## WORK REQUIRED
Within the material below, transcribe exactly the lines from the one holding "Phrase: dry golden grass" through the one holding "Phrase: grassy meadow", keeping both ends and skipping the rest.
RECORDS FOR THIS TASK: Begin
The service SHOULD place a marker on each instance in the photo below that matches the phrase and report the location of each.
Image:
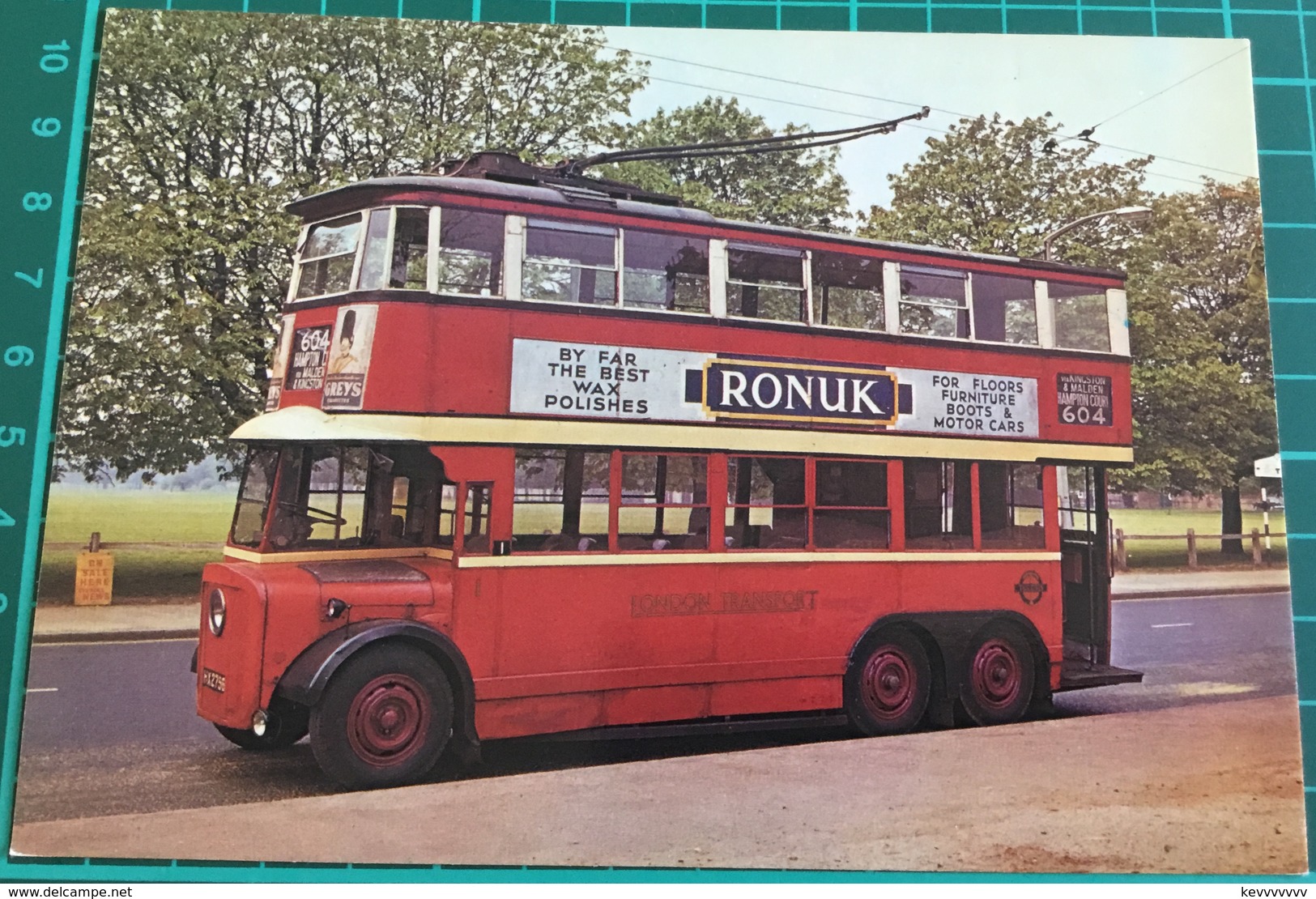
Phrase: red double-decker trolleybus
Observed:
RECORDS FOR THIS TASK: End
RECORDS FOR THIS TASK: Begin
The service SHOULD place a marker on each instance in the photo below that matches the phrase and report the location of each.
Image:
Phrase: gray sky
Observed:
RECORDS FOR THIS TASK: End
RECORDS FOR THIS TASK: Begin
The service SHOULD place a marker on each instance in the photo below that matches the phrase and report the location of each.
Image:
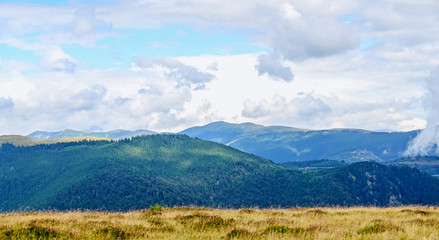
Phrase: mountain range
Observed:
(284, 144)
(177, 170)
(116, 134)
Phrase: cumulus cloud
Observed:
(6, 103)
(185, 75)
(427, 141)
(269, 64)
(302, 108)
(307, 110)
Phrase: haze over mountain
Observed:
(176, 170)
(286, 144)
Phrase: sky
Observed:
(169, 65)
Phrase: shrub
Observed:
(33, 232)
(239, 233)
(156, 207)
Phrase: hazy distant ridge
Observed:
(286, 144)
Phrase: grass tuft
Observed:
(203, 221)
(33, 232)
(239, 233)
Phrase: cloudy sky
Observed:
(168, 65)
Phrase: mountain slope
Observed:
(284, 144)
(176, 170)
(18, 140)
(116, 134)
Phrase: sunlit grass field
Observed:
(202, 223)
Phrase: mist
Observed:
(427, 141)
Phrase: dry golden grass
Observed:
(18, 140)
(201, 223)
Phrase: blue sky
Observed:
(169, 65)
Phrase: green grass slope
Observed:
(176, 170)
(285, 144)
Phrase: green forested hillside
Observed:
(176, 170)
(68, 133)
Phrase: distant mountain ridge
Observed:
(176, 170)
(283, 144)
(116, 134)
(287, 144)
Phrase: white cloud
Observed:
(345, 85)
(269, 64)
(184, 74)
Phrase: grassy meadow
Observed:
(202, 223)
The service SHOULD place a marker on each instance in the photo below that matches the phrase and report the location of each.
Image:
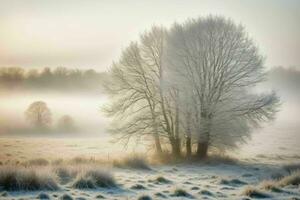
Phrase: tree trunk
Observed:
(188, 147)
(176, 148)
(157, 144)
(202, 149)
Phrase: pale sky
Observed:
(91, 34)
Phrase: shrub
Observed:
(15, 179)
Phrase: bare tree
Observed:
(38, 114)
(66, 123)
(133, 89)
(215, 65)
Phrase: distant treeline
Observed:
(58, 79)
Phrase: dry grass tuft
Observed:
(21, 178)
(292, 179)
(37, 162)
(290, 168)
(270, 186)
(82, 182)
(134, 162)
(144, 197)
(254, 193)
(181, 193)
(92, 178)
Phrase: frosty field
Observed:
RECORDS FOR THIS TASK: End
## RESULT FOR THIS TASK
Phrase: dry golden grass
Observed:
(18, 140)
(201, 223)
Phrase: blue sky
Observed:
(169, 65)
Phrase: green grass slope
Observed:
(176, 170)
(285, 144)
Phrase: green forested hillside
Observed:
(176, 170)
(68, 133)
Phrase: distant mountain ridge
Observed:
(176, 170)
(283, 144)
(116, 134)
(287, 144)
Phrase: white cloud
Observed:
(345, 85)
(269, 64)
(184, 74)
Phrase: grassy meadow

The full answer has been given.